═════ BACAAN

BISNIS. COM, YOGYAKARTA—Bank Indonesia mempertimbangkan kebijakan lanjutan di sektor properti, menyusul berlanjutnya lonjakan kredit di sektor tersebut.
Namun, kebijakan itu masih menunggu keputusan pemerintah di bidang subsidi bahan bakar minyak.
Perry Warjiyo, Deputi Gubernur Bank Indonesia, mengatakan bank sentral mewaspadai masih tingginya kucuran kredit ke sektor properti.
“Tahun lalu, kami masih melakukan pengaturan kenaikan uang muka kepemilikan rumah. Namun, ternyata kredit properti tetap meningkat sangat cepat. Beberapa daerah bahkan ada yang mencatatkan pertumbuhan hingga 70%,” katanya seusai membuka seminat Macroeconomic Policies for Sustainable Growth with Equity in East Asia di Yogyakarta Rabu (15/5).
Pengaturan kredit untuk properti yang dimaksud Perry adalah Surat Edaran Bank Indonesia No. 14/10/DPNP pada 15 Maret 2012 tentang Penerapan Manajemen Risiko Bank yang Melakukan Pemberian Kredit Pemilikan Rumah dan Kredit Kendaraan Bermotor.
Dalam ketentuan itu, rasio antara nilai kredit yang dikeluarkan bank terhadap nilai agunan (loan to value/LTV) pada saat awal pemberian pinjaman ditetapkan paling tinggi 70%. Pengaturan ini mengecualikan kredit kepemilikan rumah (KPR) dalam program perumahan pemerintah.

══════════

> SOAL LATIHAN
- A) Salin persis bagian bacaan yang dibuka dengan kata-kata berisi "Namun, kebijakan itu" dan ditutup dengan "ke sektor properti.".
- B) Ubah paragraf bacaan yang dimulai dengan "Dalam ketentuan itu" menjadi daftar singkat tanpa menghilangkan fakta utamanya.
Entri yang ada di bawah sama sekali tidak dipakai di sini.

═════ KUMPULAN ENTRI

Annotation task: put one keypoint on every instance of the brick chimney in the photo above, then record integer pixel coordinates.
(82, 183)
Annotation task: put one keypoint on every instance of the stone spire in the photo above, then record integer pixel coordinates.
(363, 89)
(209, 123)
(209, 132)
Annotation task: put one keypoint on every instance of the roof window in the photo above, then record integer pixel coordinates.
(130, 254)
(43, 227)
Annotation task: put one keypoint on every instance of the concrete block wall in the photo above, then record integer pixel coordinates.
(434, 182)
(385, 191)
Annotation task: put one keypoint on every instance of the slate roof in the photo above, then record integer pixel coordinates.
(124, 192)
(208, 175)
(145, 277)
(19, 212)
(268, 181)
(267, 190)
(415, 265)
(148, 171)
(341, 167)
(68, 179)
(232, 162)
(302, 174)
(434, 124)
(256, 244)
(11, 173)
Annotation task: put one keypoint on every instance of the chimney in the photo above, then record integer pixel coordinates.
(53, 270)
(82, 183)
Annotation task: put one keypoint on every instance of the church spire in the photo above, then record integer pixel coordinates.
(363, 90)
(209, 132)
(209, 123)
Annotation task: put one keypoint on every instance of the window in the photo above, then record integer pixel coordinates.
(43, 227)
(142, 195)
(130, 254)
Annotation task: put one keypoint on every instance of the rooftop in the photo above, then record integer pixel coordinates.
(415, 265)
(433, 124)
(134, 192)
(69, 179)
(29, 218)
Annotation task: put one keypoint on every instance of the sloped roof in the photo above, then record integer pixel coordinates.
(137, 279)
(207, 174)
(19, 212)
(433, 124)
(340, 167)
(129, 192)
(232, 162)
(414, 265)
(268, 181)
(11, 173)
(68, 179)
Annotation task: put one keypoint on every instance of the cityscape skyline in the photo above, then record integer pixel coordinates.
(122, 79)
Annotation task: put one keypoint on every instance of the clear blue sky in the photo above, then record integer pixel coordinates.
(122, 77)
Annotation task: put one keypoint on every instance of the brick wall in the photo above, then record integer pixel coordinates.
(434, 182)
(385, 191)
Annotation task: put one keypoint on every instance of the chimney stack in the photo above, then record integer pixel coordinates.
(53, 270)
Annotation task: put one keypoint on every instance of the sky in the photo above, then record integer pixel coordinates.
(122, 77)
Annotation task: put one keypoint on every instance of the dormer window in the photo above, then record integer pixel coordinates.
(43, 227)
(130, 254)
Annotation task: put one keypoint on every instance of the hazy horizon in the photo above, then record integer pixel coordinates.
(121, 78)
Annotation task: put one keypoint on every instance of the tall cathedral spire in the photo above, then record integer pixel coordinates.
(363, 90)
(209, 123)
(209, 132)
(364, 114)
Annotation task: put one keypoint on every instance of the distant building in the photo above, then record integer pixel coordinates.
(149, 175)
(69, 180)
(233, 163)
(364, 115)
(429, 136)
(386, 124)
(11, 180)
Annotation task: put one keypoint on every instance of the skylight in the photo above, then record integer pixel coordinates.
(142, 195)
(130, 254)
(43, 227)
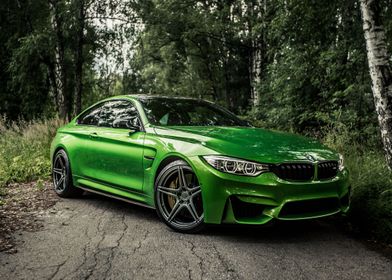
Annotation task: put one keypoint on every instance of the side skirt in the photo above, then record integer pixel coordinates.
(87, 189)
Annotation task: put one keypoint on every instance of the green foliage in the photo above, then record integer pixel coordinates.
(371, 201)
(24, 150)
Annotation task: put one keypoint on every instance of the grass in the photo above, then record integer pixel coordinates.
(24, 156)
(371, 200)
(24, 150)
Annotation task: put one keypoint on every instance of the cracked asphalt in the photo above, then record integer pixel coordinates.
(100, 238)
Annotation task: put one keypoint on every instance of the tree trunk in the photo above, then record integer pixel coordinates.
(255, 10)
(80, 22)
(61, 81)
(380, 71)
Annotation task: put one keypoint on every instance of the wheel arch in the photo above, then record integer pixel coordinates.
(169, 159)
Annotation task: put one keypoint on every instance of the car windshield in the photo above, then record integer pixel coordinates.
(187, 112)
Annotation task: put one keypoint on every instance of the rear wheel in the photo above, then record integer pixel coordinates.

══════════

> KUNCI JAWABAN
- A)
Namun, kebijakan itu masih menunggu keputusan pemerintah di bidang subsidi bahan bakar minyak.
Perry Warjiyo, Deputi Gubernur Bank Indonesia, mengatakan bank sentral mewaspadai masih tingginya kucuran kredit ke sektor properti.

- B)
- Rasio nilai kredit terhadap nilai agunan (LTV) saat awal pemberian pinjaman paling tinggi 70%.
- Aturan ini tidak berlaku untuk KPR dalam program perumahan pemerintah.